→ OBJECTIVE
Replace "advertising banner" with "shop sign" in everything from the line containing "to the advertising" down to the end of the records. Reproduce those lines with all other wording unchanged.

→ EXERCISE MATERIALS
•••••

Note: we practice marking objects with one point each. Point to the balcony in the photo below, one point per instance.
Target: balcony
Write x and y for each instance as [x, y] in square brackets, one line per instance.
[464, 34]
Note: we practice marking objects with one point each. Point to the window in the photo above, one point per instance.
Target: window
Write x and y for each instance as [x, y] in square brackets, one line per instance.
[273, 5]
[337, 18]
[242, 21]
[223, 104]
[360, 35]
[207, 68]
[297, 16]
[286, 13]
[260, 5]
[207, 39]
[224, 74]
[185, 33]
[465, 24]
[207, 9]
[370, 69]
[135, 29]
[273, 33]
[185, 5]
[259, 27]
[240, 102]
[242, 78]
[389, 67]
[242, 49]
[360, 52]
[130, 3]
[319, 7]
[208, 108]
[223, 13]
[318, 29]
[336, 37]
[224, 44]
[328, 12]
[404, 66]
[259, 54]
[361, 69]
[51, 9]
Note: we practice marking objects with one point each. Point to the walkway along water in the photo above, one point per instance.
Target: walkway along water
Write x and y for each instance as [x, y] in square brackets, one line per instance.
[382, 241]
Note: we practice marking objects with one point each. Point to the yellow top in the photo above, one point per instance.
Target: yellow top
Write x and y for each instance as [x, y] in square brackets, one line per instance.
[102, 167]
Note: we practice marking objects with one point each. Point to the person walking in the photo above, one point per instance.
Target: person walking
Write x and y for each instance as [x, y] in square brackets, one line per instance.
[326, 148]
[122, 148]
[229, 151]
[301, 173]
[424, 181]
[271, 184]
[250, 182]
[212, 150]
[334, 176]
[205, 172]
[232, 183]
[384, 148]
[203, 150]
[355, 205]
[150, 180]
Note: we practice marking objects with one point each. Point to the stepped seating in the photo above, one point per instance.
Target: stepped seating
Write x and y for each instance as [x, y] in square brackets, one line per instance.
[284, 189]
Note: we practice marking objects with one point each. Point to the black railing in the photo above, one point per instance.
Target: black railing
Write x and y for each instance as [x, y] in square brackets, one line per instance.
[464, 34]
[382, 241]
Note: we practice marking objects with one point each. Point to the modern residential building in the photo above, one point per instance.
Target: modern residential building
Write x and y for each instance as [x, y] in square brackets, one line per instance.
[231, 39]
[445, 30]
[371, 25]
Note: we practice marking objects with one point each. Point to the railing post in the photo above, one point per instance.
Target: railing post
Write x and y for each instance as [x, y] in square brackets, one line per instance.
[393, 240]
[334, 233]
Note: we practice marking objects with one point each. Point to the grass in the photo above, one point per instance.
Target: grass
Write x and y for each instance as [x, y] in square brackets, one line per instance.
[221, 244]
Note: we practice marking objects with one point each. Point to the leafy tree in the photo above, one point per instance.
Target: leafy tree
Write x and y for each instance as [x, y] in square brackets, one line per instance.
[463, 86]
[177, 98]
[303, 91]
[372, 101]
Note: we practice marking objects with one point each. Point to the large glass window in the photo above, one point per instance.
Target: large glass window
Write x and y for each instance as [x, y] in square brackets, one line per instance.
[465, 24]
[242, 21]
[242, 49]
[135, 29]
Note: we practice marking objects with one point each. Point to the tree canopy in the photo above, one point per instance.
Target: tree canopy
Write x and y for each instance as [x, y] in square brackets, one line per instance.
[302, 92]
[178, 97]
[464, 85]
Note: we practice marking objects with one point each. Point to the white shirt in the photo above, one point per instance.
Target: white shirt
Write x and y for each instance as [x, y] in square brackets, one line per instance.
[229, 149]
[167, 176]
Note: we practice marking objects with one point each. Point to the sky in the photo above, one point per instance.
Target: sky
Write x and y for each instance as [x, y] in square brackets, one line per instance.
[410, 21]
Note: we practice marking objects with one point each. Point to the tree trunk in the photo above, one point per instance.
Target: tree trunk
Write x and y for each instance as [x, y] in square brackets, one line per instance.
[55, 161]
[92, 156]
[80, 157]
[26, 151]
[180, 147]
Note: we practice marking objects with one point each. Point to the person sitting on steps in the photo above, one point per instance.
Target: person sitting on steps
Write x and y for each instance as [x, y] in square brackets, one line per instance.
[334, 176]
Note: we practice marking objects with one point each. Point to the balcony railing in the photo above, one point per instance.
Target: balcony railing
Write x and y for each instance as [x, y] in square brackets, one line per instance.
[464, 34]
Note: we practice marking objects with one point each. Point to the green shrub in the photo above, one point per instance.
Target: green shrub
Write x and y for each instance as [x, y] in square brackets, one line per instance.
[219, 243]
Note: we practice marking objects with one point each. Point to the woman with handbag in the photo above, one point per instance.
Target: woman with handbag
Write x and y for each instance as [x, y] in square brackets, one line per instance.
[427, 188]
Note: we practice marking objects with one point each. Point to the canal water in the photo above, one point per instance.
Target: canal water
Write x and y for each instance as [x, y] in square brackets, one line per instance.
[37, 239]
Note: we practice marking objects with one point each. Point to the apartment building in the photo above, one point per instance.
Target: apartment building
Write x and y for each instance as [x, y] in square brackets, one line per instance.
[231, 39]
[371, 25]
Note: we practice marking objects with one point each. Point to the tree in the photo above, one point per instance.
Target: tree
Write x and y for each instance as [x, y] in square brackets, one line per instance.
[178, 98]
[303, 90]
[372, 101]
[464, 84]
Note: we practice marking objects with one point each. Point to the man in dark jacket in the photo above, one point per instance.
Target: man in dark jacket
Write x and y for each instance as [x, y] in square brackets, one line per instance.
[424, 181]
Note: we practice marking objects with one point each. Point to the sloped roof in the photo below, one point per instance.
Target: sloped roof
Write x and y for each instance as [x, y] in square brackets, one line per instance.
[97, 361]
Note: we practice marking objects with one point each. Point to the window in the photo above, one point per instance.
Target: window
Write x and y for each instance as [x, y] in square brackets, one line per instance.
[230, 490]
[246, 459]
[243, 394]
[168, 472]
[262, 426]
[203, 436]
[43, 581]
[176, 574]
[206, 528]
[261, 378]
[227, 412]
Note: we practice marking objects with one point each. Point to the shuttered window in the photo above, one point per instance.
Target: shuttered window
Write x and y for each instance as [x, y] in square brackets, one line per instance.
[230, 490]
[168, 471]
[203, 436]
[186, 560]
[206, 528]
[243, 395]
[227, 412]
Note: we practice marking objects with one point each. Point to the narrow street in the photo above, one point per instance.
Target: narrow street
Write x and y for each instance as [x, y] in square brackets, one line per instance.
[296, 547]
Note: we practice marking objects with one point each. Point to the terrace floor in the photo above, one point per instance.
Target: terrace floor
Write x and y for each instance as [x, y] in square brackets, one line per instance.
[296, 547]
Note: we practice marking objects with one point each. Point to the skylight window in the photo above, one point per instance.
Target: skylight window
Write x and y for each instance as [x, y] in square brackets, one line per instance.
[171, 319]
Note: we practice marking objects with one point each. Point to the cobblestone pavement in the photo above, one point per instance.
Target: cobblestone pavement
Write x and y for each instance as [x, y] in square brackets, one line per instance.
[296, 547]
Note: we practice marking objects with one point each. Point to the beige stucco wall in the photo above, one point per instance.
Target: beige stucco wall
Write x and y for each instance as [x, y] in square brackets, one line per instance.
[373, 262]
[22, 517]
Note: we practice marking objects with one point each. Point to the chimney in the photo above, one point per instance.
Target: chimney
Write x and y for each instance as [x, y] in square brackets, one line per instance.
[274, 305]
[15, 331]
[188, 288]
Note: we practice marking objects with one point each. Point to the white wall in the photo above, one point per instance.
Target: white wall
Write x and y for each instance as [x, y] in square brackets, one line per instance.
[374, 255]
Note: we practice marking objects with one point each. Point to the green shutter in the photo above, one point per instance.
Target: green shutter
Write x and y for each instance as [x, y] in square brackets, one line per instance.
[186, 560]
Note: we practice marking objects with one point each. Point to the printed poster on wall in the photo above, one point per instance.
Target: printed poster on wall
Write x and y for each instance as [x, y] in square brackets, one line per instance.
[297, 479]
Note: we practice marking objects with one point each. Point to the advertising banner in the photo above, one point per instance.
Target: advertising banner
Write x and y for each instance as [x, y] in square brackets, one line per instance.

•••••

→ ANSWER
Note: we practice marking objects with one point each. Point to the shop sign in the photo above, one point per instance.
Target: shop sign
Write x and y for each instance as [x, y] in square brackets, one line per instance.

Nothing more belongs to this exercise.